■ Excerpted text:
begin

Unless the universities of Colorado and California at Los Angeles suddenly develop laboratory solutions for Vince Young and Reggie Bush, respectively, almost no one will complain when the universities of Texas and Southern California turn their student-athletes loose at the Rose Bowl for the mythical title.
For reasons that never change -- the disinterest of college presidents, the reticence of college football coaches, the interests of the bowls and the logistical nightmares for fans -- the colleges playing football at the highest level will never decide a champion with playoffs.
Except for years such as this, in which only two teams will last the regular season undefeated, the process treats someone quite unfairly. By the usual turns of reasoning in sports, a large-scale tournament would rectify all the injustices and make the college experience whole.
In practice, though, playoff tournaments at the levels in which the NCAA still controls college football rage with controversy, albeit quiet controversy, since so few pay much attention. Playoff systems in the NCAA's lower three divisions constantly are adjusted in response to complaints, and no two of those three divisions use the same system.
As a purely theoretical exercise, since playoffs will never occur in Division I-A, try answering a question: How would the playoff teams be picked? For whatever number of teams -- four, eight, 12, 16, 24, 32 -- if we could even answer that question, we still need to decide who's going. And for every tournament, there's a different method of decision.
Start at the bottom, with NCAA Division III. The tournament, which began Nov. 9, includes 32 teams. The first 21 spots go to the champions of 21 conferences. Another four spots are reserved for at-large teams from the remaining six conferences and the independents. That leaves seven more discretionary berths for the NCAA Selection Committee, which is supposed to decide on the basis of prescribed criteria.
The criteria also guide the committee through the process of seeding teams in four roughly geographic regional tournaments of eight teams each. But the seedings aren't altogether determined by relative merit, because the committee is empowered to match up first round games so as to prevent long trips.
When two first-round opponents live within 500 miles of each other, the visiting team travels by bus. Otherwise, the NCAA springs for air travel.
The mighty Wildcats of Linfield College, located in McMinnville, Ore., entered this year's tournament as the champions in waiting after completing last year's 13-0 season with a 28-21 win against Mary Hardin-Baylor in the Amos Alonzo Stagg Bowl. The Wildcats have since extended their winning streak to 23 with another easy championship in the fabled Northwest Conference, where they knocked off this year's top contender, Willamette, 63-21. Over the last four seasons, this one included, Linfield is 44-2.
But beware. These are playoffs, after all, and the decision will be made on the field. Furthermore, the committee evidently decided to mess with Linfield this year. After the final American Football Coaches Association (AFCA) poll made Linfield the landslide No. 1 team with 38 of 40 first place votes, the committee put Linfield into a first-round game against fifth-rated Occidental (Calif.). But the Wildcats simply brushed it off with another 63-21 win.

end

■ Supplied material:
begin

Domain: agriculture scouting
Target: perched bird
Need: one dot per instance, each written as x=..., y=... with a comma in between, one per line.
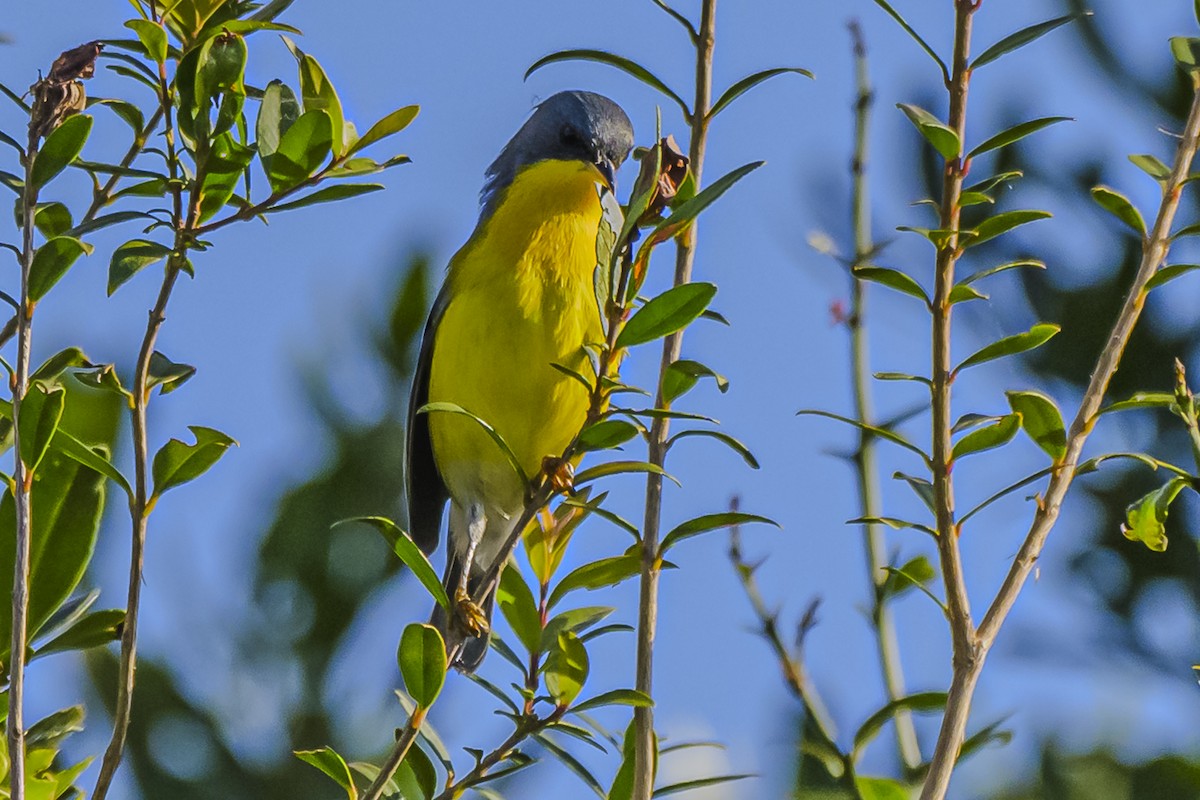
x=517, y=298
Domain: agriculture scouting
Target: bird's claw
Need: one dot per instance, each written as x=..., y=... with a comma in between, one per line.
x=468, y=614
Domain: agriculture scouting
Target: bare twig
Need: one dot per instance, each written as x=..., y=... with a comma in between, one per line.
x=652, y=559
x=867, y=470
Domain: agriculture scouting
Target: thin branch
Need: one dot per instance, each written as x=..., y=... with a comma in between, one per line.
x=652, y=559
x=865, y=467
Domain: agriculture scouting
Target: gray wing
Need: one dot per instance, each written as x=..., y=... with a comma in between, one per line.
x=427, y=492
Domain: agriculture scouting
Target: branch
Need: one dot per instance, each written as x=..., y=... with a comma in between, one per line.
x=861, y=383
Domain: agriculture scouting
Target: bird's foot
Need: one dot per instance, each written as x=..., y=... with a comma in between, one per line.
x=468, y=614
x=559, y=471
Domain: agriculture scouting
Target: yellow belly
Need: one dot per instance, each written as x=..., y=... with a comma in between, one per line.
x=522, y=298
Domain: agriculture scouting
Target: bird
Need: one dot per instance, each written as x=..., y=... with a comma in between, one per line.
x=517, y=299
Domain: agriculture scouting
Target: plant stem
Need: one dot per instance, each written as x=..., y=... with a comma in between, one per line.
x=139, y=506
x=652, y=560
x=967, y=657
x=22, y=486
x=867, y=469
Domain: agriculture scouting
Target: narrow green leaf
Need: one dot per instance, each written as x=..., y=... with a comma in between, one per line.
x=1015, y=133
x=61, y=146
x=409, y=553
x=1169, y=272
x=893, y=280
x=52, y=262
x=1120, y=206
x=618, y=61
x=493, y=434
x=605, y=572
x=1151, y=166
x=1146, y=518
x=1042, y=421
x=177, y=463
x=883, y=433
x=900, y=20
x=616, y=697
x=1035, y=337
x=989, y=437
x=423, y=662
x=1020, y=38
x=394, y=122
x=943, y=138
x=923, y=702
x=131, y=258
x=749, y=83
x=1003, y=222
x=567, y=668
x=40, y=415
x=709, y=522
x=331, y=764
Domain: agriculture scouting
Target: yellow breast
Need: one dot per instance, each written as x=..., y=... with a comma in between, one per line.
x=522, y=298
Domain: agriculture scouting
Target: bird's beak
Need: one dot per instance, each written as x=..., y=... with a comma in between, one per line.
x=609, y=170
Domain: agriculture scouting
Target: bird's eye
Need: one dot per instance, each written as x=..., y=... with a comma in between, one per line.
x=569, y=136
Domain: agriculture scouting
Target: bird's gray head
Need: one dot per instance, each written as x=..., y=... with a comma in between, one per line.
x=568, y=126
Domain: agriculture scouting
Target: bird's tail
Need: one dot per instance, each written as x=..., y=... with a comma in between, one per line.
x=474, y=647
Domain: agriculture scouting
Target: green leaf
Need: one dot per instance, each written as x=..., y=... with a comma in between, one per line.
x=618, y=61
x=943, y=138
x=1169, y=272
x=1146, y=518
x=666, y=313
x=69, y=499
x=91, y=631
x=682, y=374
x=328, y=194
x=1015, y=133
x=394, y=122
x=567, y=668
x=61, y=146
x=883, y=433
x=168, y=374
x=409, y=553
x=520, y=609
x=177, y=463
x=301, y=151
x=922, y=702
x=277, y=112
x=1003, y=222
x=749, y=83
x=605, y=572
x=616, y=697
x=1020, y=38
x=52, y=262
x=331, y=764
x=724, y=438
x=1151, y=166
x=621, y=468
x=153, y=37
x=40, y=415
x=423, y=662
x=987, y=438
x=912, y=575
x=900, y=20
x=1120, y=206
x=1042, y=421
x=451, y=408
x=1035, y=337
x=131, y=258
x=606, y=434
x=709, y=522
x=892, y=278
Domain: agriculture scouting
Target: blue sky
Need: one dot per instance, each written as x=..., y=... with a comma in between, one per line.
x=268, y=301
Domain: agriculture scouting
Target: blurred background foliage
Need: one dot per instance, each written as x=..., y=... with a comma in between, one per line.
x=311, y=584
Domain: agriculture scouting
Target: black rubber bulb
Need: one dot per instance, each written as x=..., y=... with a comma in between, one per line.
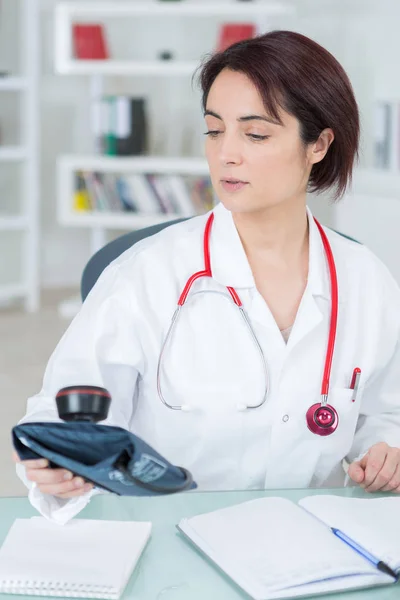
x=83, y=403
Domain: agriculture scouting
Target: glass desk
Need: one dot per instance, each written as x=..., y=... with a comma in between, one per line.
x=170, y=568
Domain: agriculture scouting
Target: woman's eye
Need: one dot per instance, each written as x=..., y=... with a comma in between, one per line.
x=212, y=133
x=258, y=137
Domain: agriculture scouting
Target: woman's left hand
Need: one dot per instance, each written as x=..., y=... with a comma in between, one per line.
x=378, y=470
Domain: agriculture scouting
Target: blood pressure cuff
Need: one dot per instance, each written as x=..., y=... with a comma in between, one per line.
x=111, y=458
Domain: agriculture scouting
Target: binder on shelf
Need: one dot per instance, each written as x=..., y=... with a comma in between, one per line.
x=231, y=33
x=89, y=41
x=108, y=120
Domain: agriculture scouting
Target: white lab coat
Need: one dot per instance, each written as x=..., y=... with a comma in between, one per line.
x=212, y=365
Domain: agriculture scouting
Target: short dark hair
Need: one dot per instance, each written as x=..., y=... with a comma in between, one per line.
x=295, y=73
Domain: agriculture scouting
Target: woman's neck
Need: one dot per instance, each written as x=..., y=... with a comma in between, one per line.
x=278, y=233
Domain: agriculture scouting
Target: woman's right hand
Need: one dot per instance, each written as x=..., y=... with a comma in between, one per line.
x=56, y=482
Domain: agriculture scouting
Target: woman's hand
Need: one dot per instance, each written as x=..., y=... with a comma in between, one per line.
x=378, y=470
x=56, y=482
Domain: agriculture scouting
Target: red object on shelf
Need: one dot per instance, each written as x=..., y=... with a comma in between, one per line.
x=230, y=33
x=89, y=42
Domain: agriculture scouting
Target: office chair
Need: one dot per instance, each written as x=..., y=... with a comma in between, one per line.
x=103, y=257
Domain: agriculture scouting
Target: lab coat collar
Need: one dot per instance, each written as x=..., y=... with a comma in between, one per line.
x=230, y=266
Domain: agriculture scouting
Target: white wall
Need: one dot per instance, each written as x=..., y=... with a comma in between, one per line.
x=367, y=46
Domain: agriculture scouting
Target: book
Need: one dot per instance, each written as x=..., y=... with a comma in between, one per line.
x=273, y=548
x=89, y=41
x=85, y=558
x=130, y=126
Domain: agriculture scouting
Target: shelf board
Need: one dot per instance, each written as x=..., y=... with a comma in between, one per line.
x=143, y=164
x=8, y=153
x=11, y=291
x=12, y=223
x=12, y=84
x=111, y=220
x=136, y=68
x=155, y=8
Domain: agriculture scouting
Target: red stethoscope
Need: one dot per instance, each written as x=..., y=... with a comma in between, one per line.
x=322, y=419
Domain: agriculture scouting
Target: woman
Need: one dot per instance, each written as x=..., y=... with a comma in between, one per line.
x=281, y=118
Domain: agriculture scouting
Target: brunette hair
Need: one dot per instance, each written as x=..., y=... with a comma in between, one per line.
x=294, y=73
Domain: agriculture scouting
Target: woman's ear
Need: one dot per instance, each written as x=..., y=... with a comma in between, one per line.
x=317, y=150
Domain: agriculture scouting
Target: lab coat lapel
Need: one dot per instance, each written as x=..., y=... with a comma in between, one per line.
x=316, y=300
x=230, y=267
x=229, y=263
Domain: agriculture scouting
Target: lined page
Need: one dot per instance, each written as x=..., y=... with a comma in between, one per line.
x=372, y=522
x=271, y=544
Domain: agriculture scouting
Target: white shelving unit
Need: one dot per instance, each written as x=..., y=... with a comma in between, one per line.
x=67, y=167
x=66, y=13
x=27, y=221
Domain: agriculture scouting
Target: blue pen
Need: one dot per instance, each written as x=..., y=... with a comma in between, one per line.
x=379, y=564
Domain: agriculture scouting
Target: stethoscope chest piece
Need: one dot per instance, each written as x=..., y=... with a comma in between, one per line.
x=322, y=419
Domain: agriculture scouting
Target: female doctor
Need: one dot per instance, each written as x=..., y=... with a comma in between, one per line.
x=249, y=383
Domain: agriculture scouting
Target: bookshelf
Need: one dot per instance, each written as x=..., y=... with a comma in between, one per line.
x=66, y=13
x=68, y=166
x=26, y=222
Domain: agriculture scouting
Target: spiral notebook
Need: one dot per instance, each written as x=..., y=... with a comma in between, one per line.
x=273, y=548
x=83, y=559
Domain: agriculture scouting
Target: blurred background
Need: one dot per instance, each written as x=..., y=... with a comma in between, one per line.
x=101, y=133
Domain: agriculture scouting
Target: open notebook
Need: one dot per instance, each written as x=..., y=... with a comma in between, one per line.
x=83, y=559
x=274, y=548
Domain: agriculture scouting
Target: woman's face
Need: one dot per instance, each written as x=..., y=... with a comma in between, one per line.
x=248, y=146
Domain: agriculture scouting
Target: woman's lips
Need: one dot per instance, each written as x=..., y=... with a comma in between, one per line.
x=233, y=186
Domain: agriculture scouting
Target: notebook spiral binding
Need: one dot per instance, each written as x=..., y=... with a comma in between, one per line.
x=56, y=588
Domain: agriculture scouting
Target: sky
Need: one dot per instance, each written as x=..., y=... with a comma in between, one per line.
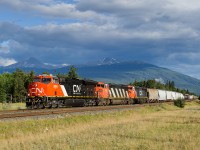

end

■ Brief 1: In the college football playoff text, retype the stretch from "When two first-round" through "Linfield is 44-2.".
■ Brief 2: Put the stretch of the records from their first line through the line containing "x=867, y=469" into a numbered list with blank lines skipped and the pictures left out.

■ Answer 1:
When two first-round opponents live within 500 miles of each other, the visiting team travels by bus. Otherwise, the NCAA springs for air travel.
The mighty Wildcats of Linfield College, located in McMinnville, Ore., entered this year's tournament as the champions in waiting after completing last year's 13-0 season with a 28-21 win against Mary Hardin-Baylor in the Amos Alonzo Stagg Bowl. The Wildcats have since extended their winning streak to 23 with another easy championship in the fabled Northwest Conference, where they knocked off this year's top contender, Willamette, 63-21. Over the last four seasons, this one included, Linfield is 44-2.

■ Answer 2:
1. Domain: agriculture scouting
2. Target: perched bird
3. Need: one dot per instance, each written as x=..., y=... with a comma in between, one per line.
4. x=517, y=298
5. Domain: agriculture scouting
6. Target: bird's claw
7. Need: one dot per instance, each written as x=..., y=... with a comma in between, one per line.
8. x=468, y=614
9. Domain: agriculture scouting
10. Target: bare twig
11. Need: one dot per instance, each written as x=..., y=... with a comma in between, one per line.
12. x=652, y=559
13. x=867, y=470
14. Domain: agriculture scouting
15. Target: thin branch
16. Need: one dot per instance, each written as x=..., y=... with a comma in between, one per line.
17. x=652, y=559
18. x=865, y=467
19. Domain: agriculture scouting
20. Target: gray wing
21. Need: one dot per instance, each written as x=..., y=... with a comma in between, one per line.
22. x=427, y=492
23. Domain: agriculture scouting
24. Target: branch
25. Need: one dot per instance, each written as x=..., y=... with a comma in between, one per line.
26. x=861, y=383
27. Domain: agriculture scouting
28. Target: bird's foot
29. Need: one dot per instance, each written as x=..., y=... with a comma in between, one per line.
30. x=468, y=614
31. x=559, y=471
32. Domain: agriculture scouting
33. Target: yellow belly
34. Need: one dot per instance, each written as x=..., y=... with a comma in between, one per line.
35. x=522, y=298
36. Domain: agriculture scouting
37. Target: bird
38. Need: one dot per instance, each written as x=..., y=... with a comma in between, one per line.
39. x=517, y=299
40. Domain: agriculture scouting
41. Target: plant stem
42. Need: one dot per instance, each written as x=..., y=... with a comma in between, one per line.
43. x=139, y=506
44. x=652, y=560
45. x=967, y=657
46. x=22, y=486
47. x=867, y=469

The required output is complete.